Return the exact lines spanning from the line with "Can you see the snow here?" through the last line of the entries, boundaries included, and no others.

(Rows from a pointing dataset)

----

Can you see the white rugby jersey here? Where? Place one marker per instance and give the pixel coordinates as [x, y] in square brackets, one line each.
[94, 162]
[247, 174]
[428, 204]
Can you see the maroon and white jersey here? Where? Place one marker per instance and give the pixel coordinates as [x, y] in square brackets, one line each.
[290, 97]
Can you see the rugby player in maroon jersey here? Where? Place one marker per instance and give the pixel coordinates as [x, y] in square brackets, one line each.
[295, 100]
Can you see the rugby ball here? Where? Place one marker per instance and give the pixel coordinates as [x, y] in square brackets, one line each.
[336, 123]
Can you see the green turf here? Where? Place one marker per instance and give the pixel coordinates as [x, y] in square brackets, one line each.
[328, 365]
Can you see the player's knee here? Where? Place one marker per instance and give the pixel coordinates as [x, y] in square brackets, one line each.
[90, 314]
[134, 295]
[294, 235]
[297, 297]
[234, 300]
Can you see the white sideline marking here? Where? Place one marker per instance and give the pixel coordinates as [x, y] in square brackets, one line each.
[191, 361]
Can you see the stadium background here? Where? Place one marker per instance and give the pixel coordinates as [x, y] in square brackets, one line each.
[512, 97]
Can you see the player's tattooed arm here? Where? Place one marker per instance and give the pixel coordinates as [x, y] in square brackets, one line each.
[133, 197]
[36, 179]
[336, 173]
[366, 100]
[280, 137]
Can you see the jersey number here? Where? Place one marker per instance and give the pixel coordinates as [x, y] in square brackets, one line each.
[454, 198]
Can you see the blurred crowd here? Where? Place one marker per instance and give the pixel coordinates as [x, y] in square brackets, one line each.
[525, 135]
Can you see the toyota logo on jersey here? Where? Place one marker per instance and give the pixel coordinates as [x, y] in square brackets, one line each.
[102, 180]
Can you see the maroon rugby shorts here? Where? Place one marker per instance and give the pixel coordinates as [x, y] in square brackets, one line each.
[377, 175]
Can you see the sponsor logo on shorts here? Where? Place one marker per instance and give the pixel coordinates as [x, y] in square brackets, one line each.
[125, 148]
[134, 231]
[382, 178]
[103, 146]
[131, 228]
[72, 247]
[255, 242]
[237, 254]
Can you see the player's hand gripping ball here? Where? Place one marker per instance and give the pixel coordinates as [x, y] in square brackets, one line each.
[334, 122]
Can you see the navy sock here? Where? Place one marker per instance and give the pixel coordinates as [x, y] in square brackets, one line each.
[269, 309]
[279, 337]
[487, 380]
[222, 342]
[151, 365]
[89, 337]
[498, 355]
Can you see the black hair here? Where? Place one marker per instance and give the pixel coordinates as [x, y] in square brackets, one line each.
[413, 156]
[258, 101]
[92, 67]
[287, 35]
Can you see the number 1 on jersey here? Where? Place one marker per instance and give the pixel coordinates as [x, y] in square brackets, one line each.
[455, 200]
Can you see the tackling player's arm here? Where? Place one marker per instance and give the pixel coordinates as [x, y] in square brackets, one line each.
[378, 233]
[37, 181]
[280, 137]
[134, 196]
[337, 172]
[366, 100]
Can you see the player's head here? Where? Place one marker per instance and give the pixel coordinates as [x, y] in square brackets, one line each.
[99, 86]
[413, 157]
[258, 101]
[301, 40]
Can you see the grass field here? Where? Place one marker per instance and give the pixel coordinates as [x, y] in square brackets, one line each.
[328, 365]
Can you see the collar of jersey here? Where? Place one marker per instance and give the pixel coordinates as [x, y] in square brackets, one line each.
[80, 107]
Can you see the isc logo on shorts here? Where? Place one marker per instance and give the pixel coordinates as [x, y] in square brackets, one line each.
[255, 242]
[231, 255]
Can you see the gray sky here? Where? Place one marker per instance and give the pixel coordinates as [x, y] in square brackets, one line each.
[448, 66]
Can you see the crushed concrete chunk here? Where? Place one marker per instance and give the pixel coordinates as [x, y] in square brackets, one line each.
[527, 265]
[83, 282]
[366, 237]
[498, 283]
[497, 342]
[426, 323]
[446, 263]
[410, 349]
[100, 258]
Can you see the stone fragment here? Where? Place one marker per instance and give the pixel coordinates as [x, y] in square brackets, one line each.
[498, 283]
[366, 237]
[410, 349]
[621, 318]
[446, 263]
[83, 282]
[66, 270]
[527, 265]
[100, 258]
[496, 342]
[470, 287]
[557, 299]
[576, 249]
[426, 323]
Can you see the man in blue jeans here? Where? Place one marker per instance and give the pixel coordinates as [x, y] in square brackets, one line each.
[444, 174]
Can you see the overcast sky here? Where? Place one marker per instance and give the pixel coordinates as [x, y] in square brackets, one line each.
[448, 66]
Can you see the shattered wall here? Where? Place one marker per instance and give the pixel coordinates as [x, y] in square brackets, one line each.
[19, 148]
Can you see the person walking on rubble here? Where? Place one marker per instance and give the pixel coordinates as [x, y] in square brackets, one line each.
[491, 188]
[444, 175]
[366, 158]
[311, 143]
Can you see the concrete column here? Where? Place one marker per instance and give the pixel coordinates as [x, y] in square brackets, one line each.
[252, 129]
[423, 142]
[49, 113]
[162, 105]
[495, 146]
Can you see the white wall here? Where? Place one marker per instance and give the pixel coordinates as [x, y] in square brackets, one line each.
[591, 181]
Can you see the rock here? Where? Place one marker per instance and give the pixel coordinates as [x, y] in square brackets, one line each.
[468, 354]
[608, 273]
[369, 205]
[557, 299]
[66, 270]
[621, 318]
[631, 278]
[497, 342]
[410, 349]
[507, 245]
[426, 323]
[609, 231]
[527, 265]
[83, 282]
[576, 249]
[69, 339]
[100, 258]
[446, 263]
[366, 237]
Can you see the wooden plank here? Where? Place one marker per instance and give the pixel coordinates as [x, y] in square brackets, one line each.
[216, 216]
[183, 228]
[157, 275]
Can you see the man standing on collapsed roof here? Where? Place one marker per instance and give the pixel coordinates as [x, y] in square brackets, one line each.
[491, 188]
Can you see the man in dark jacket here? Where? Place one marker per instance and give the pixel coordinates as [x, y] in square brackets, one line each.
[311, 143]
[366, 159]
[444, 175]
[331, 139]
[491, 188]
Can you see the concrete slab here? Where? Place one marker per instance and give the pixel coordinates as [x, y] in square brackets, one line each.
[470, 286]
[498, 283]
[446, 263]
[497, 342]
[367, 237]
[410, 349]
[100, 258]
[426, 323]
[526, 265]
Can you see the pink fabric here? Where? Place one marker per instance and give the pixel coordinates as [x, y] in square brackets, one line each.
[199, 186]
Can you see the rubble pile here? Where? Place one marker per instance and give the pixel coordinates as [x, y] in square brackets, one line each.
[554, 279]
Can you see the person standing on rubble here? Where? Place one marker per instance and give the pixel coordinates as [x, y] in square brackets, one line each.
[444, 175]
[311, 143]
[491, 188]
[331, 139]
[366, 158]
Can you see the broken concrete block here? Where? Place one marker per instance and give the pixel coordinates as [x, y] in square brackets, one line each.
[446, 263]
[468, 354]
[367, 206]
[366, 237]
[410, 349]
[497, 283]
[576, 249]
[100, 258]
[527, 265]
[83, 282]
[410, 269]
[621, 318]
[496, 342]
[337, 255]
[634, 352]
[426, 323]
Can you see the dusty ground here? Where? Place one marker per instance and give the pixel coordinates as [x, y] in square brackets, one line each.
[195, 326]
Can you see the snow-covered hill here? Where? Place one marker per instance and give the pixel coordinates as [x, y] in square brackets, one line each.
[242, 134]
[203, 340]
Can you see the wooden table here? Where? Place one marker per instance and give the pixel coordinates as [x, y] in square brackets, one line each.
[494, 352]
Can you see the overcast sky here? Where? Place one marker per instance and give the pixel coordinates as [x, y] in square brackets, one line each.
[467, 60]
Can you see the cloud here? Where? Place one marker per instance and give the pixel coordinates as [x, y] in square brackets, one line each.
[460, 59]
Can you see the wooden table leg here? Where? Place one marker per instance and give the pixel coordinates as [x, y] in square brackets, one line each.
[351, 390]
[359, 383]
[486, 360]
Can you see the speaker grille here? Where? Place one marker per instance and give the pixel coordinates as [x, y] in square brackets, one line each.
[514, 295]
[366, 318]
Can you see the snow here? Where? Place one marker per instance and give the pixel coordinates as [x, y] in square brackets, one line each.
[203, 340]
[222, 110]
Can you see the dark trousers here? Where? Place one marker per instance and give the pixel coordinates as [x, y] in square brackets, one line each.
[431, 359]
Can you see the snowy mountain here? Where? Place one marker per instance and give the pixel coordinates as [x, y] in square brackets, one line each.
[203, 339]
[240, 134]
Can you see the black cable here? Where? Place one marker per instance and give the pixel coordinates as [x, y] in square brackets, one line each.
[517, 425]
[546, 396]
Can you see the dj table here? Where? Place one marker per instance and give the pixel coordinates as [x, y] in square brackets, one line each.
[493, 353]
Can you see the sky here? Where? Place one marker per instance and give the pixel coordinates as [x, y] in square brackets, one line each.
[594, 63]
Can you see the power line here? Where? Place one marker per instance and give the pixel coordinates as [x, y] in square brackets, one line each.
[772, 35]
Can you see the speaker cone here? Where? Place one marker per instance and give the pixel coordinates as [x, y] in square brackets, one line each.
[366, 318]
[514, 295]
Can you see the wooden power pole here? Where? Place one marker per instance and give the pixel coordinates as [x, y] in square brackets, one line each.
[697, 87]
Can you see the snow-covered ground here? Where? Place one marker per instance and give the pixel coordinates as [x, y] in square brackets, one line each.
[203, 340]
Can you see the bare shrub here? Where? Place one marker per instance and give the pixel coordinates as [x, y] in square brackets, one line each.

----

§ RESPONSE TO THE EXERCISE
Can you see the snow here? Where? Place one marker per instance and give the pixel coordinates as [x, y] in square brackets, one line each.
[203, 340]
[222, 110]
Can you see the dark trousers here? Where? Place one marker per instance and give the pixel coordinates as [x, y] in square brackets, one line each.
[431, 359]
Can you see the snowy mountain here? Where? Place one marker per instance and give the pixel coordinates as [x, y] in square brackets, one line each.
[203, 339]
[240, 134]
Can you see the black cable here? Where? Place one marker per instance and give the pixel coordinates as [x, y] in square brackets, one line each.
[517, 425]
[546, 396]
Can you see the dj table here? Where? Place one marker per instance and give the pixel coordinates as [x, y] in square brackets, one line each.
[493, 353]
Can you see the sky here? Where? Place one marker per instance and give the pixel coordinates as [x, y] in square brackets, one line each.
[594, 63]
Can you see the power line here? Where? Place one marker per instance and give the pixel coordinates as [x, y] in square brackets, one line each.
[772, 35]
Can you see the speaker cone here? Where? Place one marker per instance and give the pixel coordinates as [x, y] in square brackets, one line each.
[366, 318]
[514, 295]
Can you see the wooden power pole here? Where? Place one marker per instance and give the pixel coordinates as [x, y] in square brackets, one line each.
[697, 87]
Can you see the snow-covered ground here? Where? Place one marker per instance and give the pixel coordinates as [x, y] in square brackets, one line each.
[203, 340]
Can you see the bare shrub here? Where? Place one marker per instance and give the pixel coordinates as [x, y] in square brackets, one line each.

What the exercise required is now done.